> YOUR OBJECTIVE:
Retype the complete listing exactly as it appears.

> EXERCISE INPUTS:
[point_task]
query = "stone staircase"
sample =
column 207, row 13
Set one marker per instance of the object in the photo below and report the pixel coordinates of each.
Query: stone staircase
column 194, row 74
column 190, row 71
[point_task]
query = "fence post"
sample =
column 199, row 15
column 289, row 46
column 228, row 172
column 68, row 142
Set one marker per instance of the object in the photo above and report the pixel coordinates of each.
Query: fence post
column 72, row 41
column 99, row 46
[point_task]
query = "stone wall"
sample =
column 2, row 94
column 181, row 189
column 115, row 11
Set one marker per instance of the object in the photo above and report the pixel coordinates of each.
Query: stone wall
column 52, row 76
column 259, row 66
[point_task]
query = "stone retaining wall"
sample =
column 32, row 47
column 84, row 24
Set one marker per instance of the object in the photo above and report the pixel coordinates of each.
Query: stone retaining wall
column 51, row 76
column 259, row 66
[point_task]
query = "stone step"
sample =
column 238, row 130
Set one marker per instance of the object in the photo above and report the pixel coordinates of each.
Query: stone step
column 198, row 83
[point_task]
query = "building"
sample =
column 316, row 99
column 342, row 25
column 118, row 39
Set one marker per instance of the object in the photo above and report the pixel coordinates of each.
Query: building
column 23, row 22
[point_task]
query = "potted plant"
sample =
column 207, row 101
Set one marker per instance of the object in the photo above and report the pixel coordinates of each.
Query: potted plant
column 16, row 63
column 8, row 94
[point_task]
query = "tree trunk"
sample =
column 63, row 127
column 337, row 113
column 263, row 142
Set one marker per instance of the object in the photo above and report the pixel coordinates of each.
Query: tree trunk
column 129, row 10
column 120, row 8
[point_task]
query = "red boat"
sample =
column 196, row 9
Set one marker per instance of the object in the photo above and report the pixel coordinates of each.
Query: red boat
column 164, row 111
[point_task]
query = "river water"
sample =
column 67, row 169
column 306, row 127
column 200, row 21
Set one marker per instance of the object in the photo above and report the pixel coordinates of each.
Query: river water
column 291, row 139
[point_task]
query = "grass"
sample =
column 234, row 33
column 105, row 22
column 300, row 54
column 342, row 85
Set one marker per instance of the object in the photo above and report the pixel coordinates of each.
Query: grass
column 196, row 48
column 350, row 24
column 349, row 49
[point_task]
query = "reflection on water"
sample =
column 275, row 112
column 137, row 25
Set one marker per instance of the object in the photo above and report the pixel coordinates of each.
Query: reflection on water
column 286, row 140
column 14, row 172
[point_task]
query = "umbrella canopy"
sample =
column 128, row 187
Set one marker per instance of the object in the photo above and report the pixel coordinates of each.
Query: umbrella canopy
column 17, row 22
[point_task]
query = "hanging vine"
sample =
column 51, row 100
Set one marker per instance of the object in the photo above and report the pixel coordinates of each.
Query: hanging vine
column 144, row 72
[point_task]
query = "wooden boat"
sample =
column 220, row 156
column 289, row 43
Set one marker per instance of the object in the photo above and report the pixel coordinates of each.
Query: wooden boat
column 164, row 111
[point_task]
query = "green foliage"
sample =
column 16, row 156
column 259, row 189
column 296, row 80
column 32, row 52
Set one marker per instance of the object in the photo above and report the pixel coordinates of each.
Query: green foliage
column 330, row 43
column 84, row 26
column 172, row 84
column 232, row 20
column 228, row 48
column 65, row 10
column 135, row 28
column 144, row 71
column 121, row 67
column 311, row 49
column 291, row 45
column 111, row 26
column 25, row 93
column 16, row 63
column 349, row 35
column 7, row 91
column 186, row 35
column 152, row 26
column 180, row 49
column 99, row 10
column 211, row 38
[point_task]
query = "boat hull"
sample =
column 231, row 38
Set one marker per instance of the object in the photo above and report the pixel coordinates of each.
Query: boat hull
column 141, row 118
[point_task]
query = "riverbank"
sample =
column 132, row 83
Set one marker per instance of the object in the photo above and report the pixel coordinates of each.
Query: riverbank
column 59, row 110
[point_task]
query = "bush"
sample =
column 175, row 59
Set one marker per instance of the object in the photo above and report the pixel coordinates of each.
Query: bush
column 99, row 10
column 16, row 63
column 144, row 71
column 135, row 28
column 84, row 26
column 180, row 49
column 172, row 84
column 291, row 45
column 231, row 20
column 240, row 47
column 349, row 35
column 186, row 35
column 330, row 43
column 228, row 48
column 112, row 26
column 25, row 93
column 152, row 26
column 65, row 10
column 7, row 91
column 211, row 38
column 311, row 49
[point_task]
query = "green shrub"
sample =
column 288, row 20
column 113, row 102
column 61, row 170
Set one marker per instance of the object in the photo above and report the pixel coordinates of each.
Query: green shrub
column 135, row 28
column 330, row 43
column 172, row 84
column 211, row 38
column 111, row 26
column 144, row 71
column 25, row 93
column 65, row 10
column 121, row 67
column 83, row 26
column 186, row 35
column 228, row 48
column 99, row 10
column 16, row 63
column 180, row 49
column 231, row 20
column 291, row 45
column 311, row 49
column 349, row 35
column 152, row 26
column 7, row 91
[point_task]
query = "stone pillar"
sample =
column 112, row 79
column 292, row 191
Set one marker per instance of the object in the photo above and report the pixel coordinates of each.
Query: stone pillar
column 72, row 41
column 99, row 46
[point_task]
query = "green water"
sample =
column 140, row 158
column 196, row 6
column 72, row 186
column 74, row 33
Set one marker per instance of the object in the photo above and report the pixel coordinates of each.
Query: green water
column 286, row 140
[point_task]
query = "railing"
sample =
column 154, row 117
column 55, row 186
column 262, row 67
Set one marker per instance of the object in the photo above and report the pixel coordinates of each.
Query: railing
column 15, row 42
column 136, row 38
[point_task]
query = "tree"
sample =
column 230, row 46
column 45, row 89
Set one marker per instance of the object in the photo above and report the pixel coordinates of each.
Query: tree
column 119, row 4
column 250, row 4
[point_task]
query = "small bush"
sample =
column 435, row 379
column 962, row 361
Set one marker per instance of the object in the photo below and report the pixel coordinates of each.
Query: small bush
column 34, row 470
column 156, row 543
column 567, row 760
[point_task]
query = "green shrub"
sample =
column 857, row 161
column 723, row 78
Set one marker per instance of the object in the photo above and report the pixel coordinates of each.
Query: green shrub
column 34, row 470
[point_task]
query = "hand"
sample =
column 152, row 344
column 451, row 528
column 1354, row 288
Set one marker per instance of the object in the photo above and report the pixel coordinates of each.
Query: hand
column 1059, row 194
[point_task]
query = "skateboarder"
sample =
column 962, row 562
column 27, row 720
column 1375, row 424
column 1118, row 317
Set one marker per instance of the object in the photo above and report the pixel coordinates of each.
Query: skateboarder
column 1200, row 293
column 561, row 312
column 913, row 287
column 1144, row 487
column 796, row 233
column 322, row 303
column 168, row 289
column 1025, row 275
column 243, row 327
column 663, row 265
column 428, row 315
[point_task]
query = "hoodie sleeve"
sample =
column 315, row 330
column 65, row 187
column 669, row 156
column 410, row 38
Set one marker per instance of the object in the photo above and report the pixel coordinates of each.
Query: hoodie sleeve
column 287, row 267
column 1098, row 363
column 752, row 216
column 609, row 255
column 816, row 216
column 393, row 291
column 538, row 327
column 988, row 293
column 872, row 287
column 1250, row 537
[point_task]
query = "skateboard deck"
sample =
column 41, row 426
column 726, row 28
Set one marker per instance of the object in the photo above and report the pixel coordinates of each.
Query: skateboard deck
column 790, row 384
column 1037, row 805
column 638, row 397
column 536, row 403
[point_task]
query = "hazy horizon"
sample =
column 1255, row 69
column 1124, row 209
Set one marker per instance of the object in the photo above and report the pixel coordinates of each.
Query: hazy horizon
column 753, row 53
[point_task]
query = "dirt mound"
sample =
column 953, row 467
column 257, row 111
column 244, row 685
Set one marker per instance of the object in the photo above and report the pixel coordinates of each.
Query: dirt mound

> FULL RESPONSE:
[point_task]
query = "stone staircase"
sample =
column 207, row 13
Set one marker per instance of the object in the photo below and report the pixel coordinates of each.
Query: stone staircase
column 194, row 74
column 190, row 71
[point_task]
query = "fence post"
sample =
column 199, row 15
column 289, row 46
column 228, row 172
column 68, row 142
Set one marker per instance of the object in the photo above and report the pixel coordinates of each.
Query: fence post
column 72, row 41
column 99, row 46
[point_task]
query = "stone wall"
sample =
column 2, row 94
column 181, row 189
column 115, row 11
Set one marker per instance of the object in the photo above and report the pixel coordinates of each.
Query: stone wall
column 52, row 76
column 259, row 66
[point_task]
query = "stone retaining wall"
sample =
column 32, row 47
column 84, row 24
Set one marker per instance of the object in the photo above and report the pixel coordinates of each.
Query: stone retaining wall
column 51, row 76
column 259, row 66
[point_task]
query = "stone step"
sample =
column 238, row 130
Set one marker per instance of the object in the photo above and report the pixel coordinates of each.
Query: stone step
column 198, row 83
[point_task]
query = "building"
sample =
column 316, row 99
column 342, row 25
column 118, row 39
Set one marker per instance of the object in the photo above and report the pixel coordinates of each.
Query: building
column 23, row 22
[point_task]
query = "potted plant"
sample =
column 207, row 101
Set one marker per instance of the object in the photo above and report the pixel coordinates of each.
Query: potted plant
column 16, row 63
column 8, row 94
[point_task]
query = "tree trunk"
sample =
column 63, row 127
column 337, row 113
column 263, row 142
Set one marker per instance of the object in the photo above and report the pixel coordinates of each.
Query: tree trunk
column 129, row 10
column 120, row 8
[point_task]
query = "red boat"
sample =
column 196, row 9
Set one marker per instance of the object in the photo above and report the pixel coordinates of each.
Query: red boat
column 164, row 111
[point_task]
query = "river water"
sample =
column 67, row 169
column 306, row 127
column 200, row 21
Set one marker per instance of the object in the photo above and report the pixel coordinates of each.
Query: river water
column 291, row 139
[point_task]
query = "grass"
sample =
column 234, row 33
column 105, row 22
column 300, row 54
column 342, row 85
Set one marker per instance of the object in the photo above and report the pixel coordinates of each.
Query: grass
column 196, row 48
column 350, row 24
column 349, row 49
[point_task]
query = "reflection on water"
sample =
column 275, row 112
column 137, row 25
Set one marker per instance of the object in the photo above and report the pixel coordinates of each.
Query: reflection on water
column 286, row 140
column 14, row 172
[point_task]
query = "umbrella canopy"
sample =
column 128, row 187
Set one marker per instance of the object in the photo above and report the pixel coordinates of each.
Query: umbrella canopy
column 17, row 22
[point_task]
query = "hanging vine"
sample =
column 51, row 100
Set one marker per instance of the object in the photo above and report the pixel coordinates of each.
Query: hanging vine
column 144, row 72
[point_task]
query = "wooden boat"
sample =
column 220, row 156
column 289, row 43
Set one marker per instance of the object in the photo above and report the pixel coordinates of each.
Query: wooden boat
column 164, row 111
[point_task]
query = "green foliage"
sample =
column 16, row 156
column 259, row 189
column 296, row 80
column 32, row 52
Set one marker per instance of the object in the photo above and report the pixel coordinates of each.
Query: green foliage
column 330, row 43
column 84, row 26
column 172, row 84
column 232, row 20
column 228, row 48
column 65, row 10
column 135, row 28
column 144, row 71
column 121, row 67
column 311, row 49
column 291, row 45
column 111, row 26
column 25, row 93
column 16, row 63
column 349, row 35
column 7, row 91
column 186, row 35
column 152, row 26
column 180, row 49
column 99, row 10
column 211, row 38
[point_task]
query = "boat hull"
sample =
column 231, row 38
Set one marker per instance of the object in the photo above and report the pixel coordinates of each.
Query: boat hull
column 141, row 118
[point_task]
query = "riverbank"
sample =
column 132, row 83
Set one marker per instance of the object in the photo above and report the pixel coordinates of each.
Query: riverbank
column 59, row 110
[point_task]
query = "bush"
sample =
column 175, row 59
Set one marker per instance of the object in the photo above and report the pixel coordinates of each.
Query: bush
column 99, row 10
column 16, row 63
column 144, row 71
column 135, row 28
column 84, row 26
column 180, row 49
column 172, row 84
column 291, row 45
column 231, row 20
column 240, row 47
column 349, row 35
column 186, row 35
column 330, row 43
column 228, row 48
column 112, row 26
column 25, row 93
column 152, row 26
column 65, row 10
column 7, row 91
column 211, row 38
column 311, row 49
[point_task]
query = "green shrub"
sample =
column 288, row 20
column 113, row 102
column 61, row 170
Set one marker per instance of the object in the photo above and report the pixel coordinates of each.
Query: green shrub
column 135, row 28
column 330, row 43
column 172, row 84
column 211, row 38
column 111, row 26
column 144, row 71
column 25, row 93
column 65, row 10
column 121, row 67
column 83, row 26
column 186, row 35
column 228, row 48
column 99, row 10
column 16, row 63
column 180, row 49
column 231, row 20
column 291, row 45
column 311, row 49
column 349, row 35
column 152, row 26
column 7, row 91
[point_task]
query = "stone pillar"
sample =
column 112, row 79
column 292, row 191
Set one marker per instance of the object in the photo above and report the pixel coordinates of each.
Query: stone pillar
column 72, row 41
column 99, row 46
[point_task]
query = "green water"
sample =
column 140, row 158
column 196, row 6
column 72, row 186
column 74, row 33
Set one marker per instance of the object in the photo above and report the pixel coordinates of each.
Query: green water
column 286, row 140
[point_task]
query = "railing"
sample =
column 154, row 117
column 55, row 186
column 262, row 67
Set one marker per instance of the object in the photo above and report the pixel coordinates of each.
Query: railing
column 15, row 42
column 136, row 38
[point_task]
query = "tree"
sample =
column 230, row 46
column 45, row 89
Set one marker per instance of the object in the photo above and report the pixel coordinates of each.
Query: tree
column 119, row 4
column 250, row 4
[point_task]
query = "small bush"
sample =
column 435, row 379
column 962, row 361
Set one marker per instance of the object in the photo below and report the pixel coordinates of each.
Query: small bush
column 34, row 470
column 156, row 543
column 567, row 760
[point_task]
query = "green shrub"
sample =
column 857, row 161
column 723, row 78
Set one marker per instance of the object in the photo above and report the pixel coordinates of each.
Query: green shrub
column 34, row 470
[point_task]
query = "hand"
sample =
column 152, row 344
column 451, row 528
column 1354, row 288
Set one marker per instance of the object in the photo above and report the pixel coordinates of each.
Query: hand
column 1059, row 194
[point_task]
query = "skateboarder"
sample =
column 962, row 562
column 27, row 720
column 1375, row 424
column 1118, row 317
Set one marker per instance of the object in the photo above and report the pixel coordinates of each.
Query: skateboarder
column 1200, row 293
column 561, row 312
column 913, row 287
column 1144, row 487
column 796, row 233
column 322, row 303
column 168, row 289
column 1025, row 275
column 243, row 327
column 663, row 265
column 428, row 315
[point_task]
query = "hoodie sleeve"
sample =
column 315, row 330
column 65, row 187
column 669, row 156
column 410, row 38
Set one marker per instance of the object in the photo above and report the pixel coordinates of each.
Query: hoodie sleeve
column 287, row 267
column 1098, row 363
column 752, row 216
column 609, row 255
column 816, row 216
column 393, row 291
column 538, row 327
column 988, row 293
column 872, row 287
column 1250, row 537
[point_task]
query = "skateboard deck"
sample =
column 41, row 426
column 726, row 28
Set one marker per instance of the object in the photo above and report the pixel coordinates of each.
Query: skateboard deck
column 790, row 384
column 1037, row 805
column 638, row 397
column 536, row 403
[point_task]
query = "hazy horizon"
sample =
column 1255, row 69
column 1124, row 209
Set one marker per instance of the object in the photo above and report the pixel coordinates of each.
Query: hazy horizon
column 753, row 53
[point_task]
query = "dirt mound"
sample =
column 953, row 467
column 257, row 111
column 244, row 685
Set one marker per instance of the object in the photo above and report the pixel coordinates of each.
Query: dirt mound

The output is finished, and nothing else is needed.